[Stored data entries]
- - - - - - -

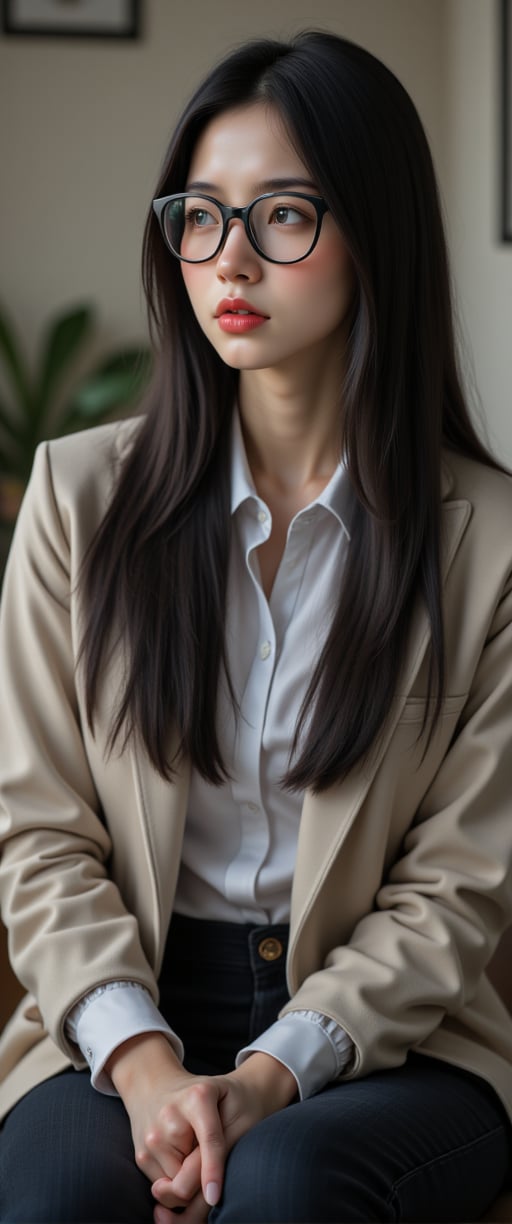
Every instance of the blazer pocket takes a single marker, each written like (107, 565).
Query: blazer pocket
(414, 708)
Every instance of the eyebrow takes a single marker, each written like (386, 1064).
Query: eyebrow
(260, 187)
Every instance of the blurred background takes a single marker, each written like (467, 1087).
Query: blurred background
(83, 125)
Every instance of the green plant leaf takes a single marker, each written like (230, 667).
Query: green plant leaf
(64, 340)
(15, 364)
(14, 429)
(115, 383)
(101, 394)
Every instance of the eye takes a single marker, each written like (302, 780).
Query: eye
(199, 218)
(284, 214)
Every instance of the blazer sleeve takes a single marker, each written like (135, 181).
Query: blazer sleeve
(419, 955)
(69, 927)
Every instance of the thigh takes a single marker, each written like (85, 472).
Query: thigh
(424, 1142)
(66, 1156)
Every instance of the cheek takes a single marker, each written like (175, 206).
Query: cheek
(192, 277)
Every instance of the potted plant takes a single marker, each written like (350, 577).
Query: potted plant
(52, 400)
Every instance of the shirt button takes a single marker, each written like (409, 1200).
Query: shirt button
(270, 949)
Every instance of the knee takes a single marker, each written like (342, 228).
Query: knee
(286, 1171)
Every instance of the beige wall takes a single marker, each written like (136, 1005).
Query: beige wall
(83, 127)
(483, 264)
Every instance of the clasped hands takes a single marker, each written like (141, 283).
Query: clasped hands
(185, 1125)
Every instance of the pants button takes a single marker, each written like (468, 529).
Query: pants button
(270, 949)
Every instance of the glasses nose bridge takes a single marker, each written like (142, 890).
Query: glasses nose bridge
(241, 214)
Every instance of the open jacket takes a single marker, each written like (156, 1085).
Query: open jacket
(403, 879)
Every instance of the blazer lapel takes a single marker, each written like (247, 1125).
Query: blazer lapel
(162, 808)
(328, 817)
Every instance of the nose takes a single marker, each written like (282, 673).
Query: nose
(237, 258)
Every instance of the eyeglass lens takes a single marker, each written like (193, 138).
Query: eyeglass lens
(283, 227)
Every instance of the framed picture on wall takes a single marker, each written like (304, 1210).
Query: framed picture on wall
(71, 18)
(506, 39)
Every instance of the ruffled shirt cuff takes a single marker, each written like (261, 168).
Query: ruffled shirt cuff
(107, 1017)
(311, 1045)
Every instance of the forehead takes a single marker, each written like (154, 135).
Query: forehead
(246, 145)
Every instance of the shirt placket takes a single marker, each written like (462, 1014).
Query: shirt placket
(246, 788)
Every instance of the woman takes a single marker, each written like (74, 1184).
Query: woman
(257, 659)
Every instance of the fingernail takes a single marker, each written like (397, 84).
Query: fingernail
(212, 1194)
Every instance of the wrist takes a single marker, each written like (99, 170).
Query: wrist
(140, 1061)
(271, 1080)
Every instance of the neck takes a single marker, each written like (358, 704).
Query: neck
(292, 427)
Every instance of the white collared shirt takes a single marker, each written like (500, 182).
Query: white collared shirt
(240, 839)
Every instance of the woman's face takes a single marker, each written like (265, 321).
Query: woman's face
(299, 307)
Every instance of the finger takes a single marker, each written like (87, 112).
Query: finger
(188, 1180)
(162, 1216)
(165, 1146)
(207, 1125)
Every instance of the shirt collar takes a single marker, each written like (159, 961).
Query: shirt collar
(335, 497)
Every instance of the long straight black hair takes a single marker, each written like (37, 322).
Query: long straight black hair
(156, 575)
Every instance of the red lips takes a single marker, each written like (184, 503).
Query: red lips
(232, 305)
(235, 323)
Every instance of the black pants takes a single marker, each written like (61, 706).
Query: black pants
(423, 1142)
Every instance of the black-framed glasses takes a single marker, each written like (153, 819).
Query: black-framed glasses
(282, 227)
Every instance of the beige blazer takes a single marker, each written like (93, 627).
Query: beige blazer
(403, 875)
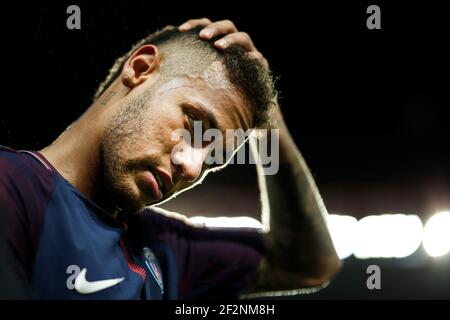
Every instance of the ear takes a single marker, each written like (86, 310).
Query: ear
(142, 64)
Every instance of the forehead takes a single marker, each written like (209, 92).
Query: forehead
(213, 91)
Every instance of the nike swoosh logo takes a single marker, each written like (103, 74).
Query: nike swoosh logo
(87, 287)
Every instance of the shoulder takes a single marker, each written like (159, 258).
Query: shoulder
(26, 184)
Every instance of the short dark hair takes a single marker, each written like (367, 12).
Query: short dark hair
(248, 76)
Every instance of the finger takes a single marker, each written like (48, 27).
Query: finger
(258, 56)
(192, 23)
(238, 38)
(218, 28)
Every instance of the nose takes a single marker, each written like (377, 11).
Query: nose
(189, 161)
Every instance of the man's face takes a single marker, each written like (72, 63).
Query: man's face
(144, 161)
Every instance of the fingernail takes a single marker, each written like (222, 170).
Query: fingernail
(222, 43)
(206, 33)
(184, 27)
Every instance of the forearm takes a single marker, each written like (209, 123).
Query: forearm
(299, 241)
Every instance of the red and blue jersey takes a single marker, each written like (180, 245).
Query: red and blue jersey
(64, 246)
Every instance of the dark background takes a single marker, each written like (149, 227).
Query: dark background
(367, 108)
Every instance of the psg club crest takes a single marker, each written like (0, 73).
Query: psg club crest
(152, 265)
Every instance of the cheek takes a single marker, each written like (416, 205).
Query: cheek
(160, 124)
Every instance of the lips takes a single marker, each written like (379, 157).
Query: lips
(159, 181)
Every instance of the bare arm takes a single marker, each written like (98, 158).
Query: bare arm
(300, 252)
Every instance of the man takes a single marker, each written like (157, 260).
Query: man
(80, 225)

- - - - - - -

Repeat the entries exactly as they are given, leaving out each image.

Every instance of the blazer pocket takes a single marker, each written like (107, 565).
Query: blazer pocket
(414, 708)
Every instance of the eyebrow takes a single marker, each written like (386, 1064).
Query: eyebrow
(260, 187)
Every instance of the blurred background takes a single marker, each written like (467, 1087).
Query: blurred background
(83, 125)
Every instance of the green plant leaf takes a single marker, each written like (230, 667).
Query: green plant leaf
(64, 340)
(15, 364)
(14, 429)
(115, 383)
(101, 394)
Every instance of the eye takes a single marker, each written like (302, 780).
Query: eye
(199, 218)
(284, 214)
Every instance of the blazer sleeve takes a single marker, each written like (135, 181).
Query: blazer sleeve
(419, 955)
(69, 927)
Every instance of the thigh takes a single marker, each written like (85, 472).
Query: thigh
(424, 1142)
(66, 1156)
Every instance of the cheek takes a single marker, each written like (175, 206).
Query: cheek
(192, 277)
Every instance of the potted plant takes a single marker, each written like (350, 577).
Query: potted plant
(52, 400)
Every instance of the shirt button takes a single marker, each written like (409, 1200).
Query: shirt button
(270, 949)
Every instance of the knee takes a single marker, each written like (342, 228).
Query: knee
(286, 1171)
Every instance of the beige wall takes a single marker, each written like (136, 1005).
Query: beige wall
(83, 127)
(483, 264)
Every instance of the clasped hands takes a single marker, each written like (141, 283).
Query: clasped hands
(185, 1125)
Every instance of the pants button takes a single marker, each written like (468, 529).
Query: pants button
(270, 949)
Every instance of the glasses nose bridge takes a single marker, each written like (142, 890).
Query: glasses nose bridge
(241, 214)
Every instance of the open jacket takes a single marker, each written like (156, 1085).
Query: open jacket
(403, 879)
Every instance of the blazer lapel takes a single marker, each written like (247, 1125).
Query: blazer lapel
(162, 808)
(328, 817)
Every instance of the nose takes a single marker, each written like (282, 673).
Query: nose
(237, 258)
Every instance of the eyeglass lens takes a single marker, each written like (193, 138).
Query: eyeglass lens
(283, 227)
Every instance of the framed picture on wall takes a single marker, each written like (304, 1210).
Query: framed picture on wall
(71, 18)
(506, 39)
Every instance of the ruffled shirt cuff takes a single marker, each written like (261, 168).
Query: ruffled shirt cuff
(107, 1017)
(311, 1045)
Every instance of the forehead takes a single marker, each written like (154, 135).
Query: forehead
(246, 145)
Every instance of the shirt placket takes a single marker, each written like (462, 1014).
Query: shirt placket
(246, 788)
Every instance of the woman takes a single marker, each written like (74, 1184).
Query: woman
(257, 659)
Every instance of the fingernail takes a single marker, each written like (397, 84).
Query: fingernail
(212, 1194)
Every instance of the wrist takes a single marker, each written like (99, 170).
Query: wrist
(140, 1061)
(271, 1080)
Every instance of the neck takes a single marker, each written like (358, 704).
Query: neck
(292, 427)
Every instance of the white collared shirt takes a single marker, each written like (500, 182).
Query: white collared shirt
(240, 839)
Every instance of the woman's face takes a single marker, each written like (265, 321).
Query: woman's face
(299, 307)
Every instance of the finger takes a single marker, each written like (87, 112).
Query: finger
(188, 1180)
(162, 1216)
(165, 1146)
(207, 1125)
Every instance of the shirt collar takes a single marker, each written like (159, 961).
Query: shirt collar
(335, 497)
Every instance of the long straight black hair takes a single marker, each written like (37, 322).
Query: long straight black hair
(156, 575)
Every instance of the red lips takes a single marker, each written like (184, 503).
Query: red lips
(232, 305)
(235, 323)
Every instance of the black pants takes a single marker, each written like (61, 706).
Query: black pants
(423, 1142)
Every instance of the black-framed glasses takes a single marker, each written like (153, 819).
Query: black-framed glasses
(282, 227)
Every instance of the beige blazer takes a single marker, each written like (93, 627).
Query: beige blazer
(403, 875)
Every instance of the ear takes a single marker, each written like (86, 310).
Query: ear
(142, 64)
Every instance of the forehead takes a single marker, each written like (209, 92).
Query: forehead
(213, 91)
Every instance of the nike swoosh logo takes a single marker, each written like (103, 74).
Query: nike swoosh logo
(87, 287)
Every instance of the shoulder takes a single marker, each written like (159, 258).
Query: shoulder
(26, 184)
Every instance of the short dark hair takes a single marker, each written like (367, 12).
Query: short dark hair
(248, 76)
Every instance of the finger takes a single marker, each written like (48, 27).
Query: finger
(258, 56)
(192, 23)
(238, 38)
(218, 28)
Every instance of the nose takes a single marker, each written like (377, 11).
Query: nose
(189, 161)
Every instance of the man's face takes a single marker, each written like (72, 63).
Query: man's face
(144, 161)
Every instance of the fingernail takes a single marker, each written like (222, 170).
Query: fingernail
(222, 43)
(206, 33)
(184, 27)
Every instance of the forearm takes a single marker, each written like (209, 123).
Query: forearm
(299, 241)
Every instance of the red and blue jersey takes a single marker, each written like (180, 245).
Query: red and blue jersey
(64, 246)
Every instance of the dark background takes a single marker, each written like (149, 227).
Query: dark background
(367, 108)
Every instance of the psg club crest takes a single marker, each written like (0, 73).
Query: psg club crest
(152, 265)
Every instance of the cheek takes a single marker, each written like (416, 205).
Query: cheek
(160, 124)
Every instance of the lips takes a single marker, each written like (379, 157).
Query: lips
(159, 181)
Every instance of the bare arm takes a single marker, each written like (98, 158).
Query: bare arm
(300, 252)
Every instance of the man takes a single marker, each written like (157, 260).
Query: man
(80, 225)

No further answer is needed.